Emerson writes in “Self-Reliance” that “a foolish consistency is the hobgoblin of little minds, adored by little statesmen and philosophers and divines” (CW 2:33). Yet he is consistent in many ways, and not foolishly so. Among these consistencies are the main themes or “master-tones”Footnote 1 of his philosophy, such as self-reliance, reception, succession, surprise, skepticism, abandonment, and power. He is also consistent in his allegiance to such philosophical heroes as Plato, Plotinus, Montaigne, Goethe, and the authors of the Bhagavad Gīta and Vīṣṇu Purāna. But Emerson is consistent too in practicing forms of inconsistency, producing dialectical, dynamic essays that embody and contend with a family of oppositions or “contrary tendencies” – one and many, fixed and flowing, traveling and staying at home. Emerson never comes to a satisfactory resolution of these oppositions – or, it might be better to say, never finds a lasting resolution, one with which he remains satisfied. As he writes near the end of “Nominalist and Realist,” the concluding essay in Essays, Second Series: “‘Your turn now, my turn next,’ is the rule of the game” (CW 3:142).
In Chapter 1, I consider how Emerson uses the essay form to present his ideas as experiments or trials, to preserve a sense of spontaneity or casualness (“I gossip for my hour concerning the eternal politics” (CW 3:47)); and to dramatize what he calls the “contrary tendencies” in his philosophy (“I accept the clangor and jangle of contrary tendencies” (CW 3:36)). While it is important to trace Emerson’s main positions, one misses the living nature of his philosophy unless one also takes account of the motions and patterns within his essays, and the ways he dramatizes instability, spontaneity, and inconsistency.Footnote 2 Emerson’s description of a poem in “The Poet” applies equally to his own essays: each is a living thing, like “a plant or an animal,” each has “an architecture of its own” (CW 3:6).
Emerson makes sense of the inconsistencies and contrary tendencies of life that are dramatized in his essays, by developing what Stanley Cavell calls an epistemology of moods. “Life,” he writes in his great essay “Experience,” “is a train of moods like a string of beads, and, as we pass through them, they prove to be many-colored lenses which paint the world their own hue, and each shows only what lies in its focus” (CW 3:30). Emerson’s essays themselves present trains of moods, none more so than “Experience.” The moods of “Experience” include the depression and lethargy of the opening, the ecstatic vision of a “new yet unapproachable America” at its center (CW 3:41), and the weary resolution at its end. Each of these moods, found in distinct passages of the essay, presents “only what lies in its focus.” The essay’s opening question – “Where do we find ourselves?” (CW 3:27) – is answered not just at the beginning, but by the entire flow or succession of moods as the essay unfolds.

• • • • • • •

• **INSTRUCTION A**
According to the passage on Emerson, which essay concludes Essays, Second Series?

• • • • • • •

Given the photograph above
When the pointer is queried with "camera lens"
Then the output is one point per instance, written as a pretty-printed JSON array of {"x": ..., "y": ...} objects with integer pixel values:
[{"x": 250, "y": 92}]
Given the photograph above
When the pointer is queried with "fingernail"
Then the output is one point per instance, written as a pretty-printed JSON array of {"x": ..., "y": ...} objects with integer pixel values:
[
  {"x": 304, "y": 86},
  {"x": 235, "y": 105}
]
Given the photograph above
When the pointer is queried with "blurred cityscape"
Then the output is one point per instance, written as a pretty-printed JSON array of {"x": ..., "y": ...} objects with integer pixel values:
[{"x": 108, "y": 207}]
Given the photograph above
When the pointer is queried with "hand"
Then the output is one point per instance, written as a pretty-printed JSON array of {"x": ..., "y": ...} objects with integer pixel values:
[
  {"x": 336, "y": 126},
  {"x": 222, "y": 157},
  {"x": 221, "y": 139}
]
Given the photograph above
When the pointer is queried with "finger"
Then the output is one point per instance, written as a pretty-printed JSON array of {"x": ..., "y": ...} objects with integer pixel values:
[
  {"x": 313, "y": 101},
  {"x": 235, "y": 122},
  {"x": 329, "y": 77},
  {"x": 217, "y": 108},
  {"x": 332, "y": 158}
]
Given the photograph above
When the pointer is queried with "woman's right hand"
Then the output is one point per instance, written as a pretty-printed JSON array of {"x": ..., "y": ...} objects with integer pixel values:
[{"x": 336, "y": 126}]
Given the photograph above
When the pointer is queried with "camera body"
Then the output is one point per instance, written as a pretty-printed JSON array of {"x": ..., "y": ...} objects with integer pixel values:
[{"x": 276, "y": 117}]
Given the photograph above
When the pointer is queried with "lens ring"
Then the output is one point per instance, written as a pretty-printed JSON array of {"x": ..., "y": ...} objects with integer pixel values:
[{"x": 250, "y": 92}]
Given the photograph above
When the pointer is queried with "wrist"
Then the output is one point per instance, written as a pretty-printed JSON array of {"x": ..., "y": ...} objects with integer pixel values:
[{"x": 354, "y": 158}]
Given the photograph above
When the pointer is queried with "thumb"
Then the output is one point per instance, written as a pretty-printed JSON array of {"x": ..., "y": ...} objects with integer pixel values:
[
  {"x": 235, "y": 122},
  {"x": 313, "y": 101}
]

• • • • • • •

• **INSTRUCTION B**
Collect every line of the entries above that contains the word "When".

• **TASK OUTPUT A**
“Nominalist and Realist”

• **TASK OUTPUT B**
When the pointer is queried with "camera lens"
When the pointer is queried with "fingernail"
When the pointer is queried with "blurred cityscape"
When the pointer is queried with "hand"
When the pointer is queried with "finger"
When the pointer is queried with "woman's right hand"
When the pointer is queried with "camera body"
When the pointer is queried with "lens ring"
When the pointer is queried with "wrist"
When the pointer is queried with "thumb"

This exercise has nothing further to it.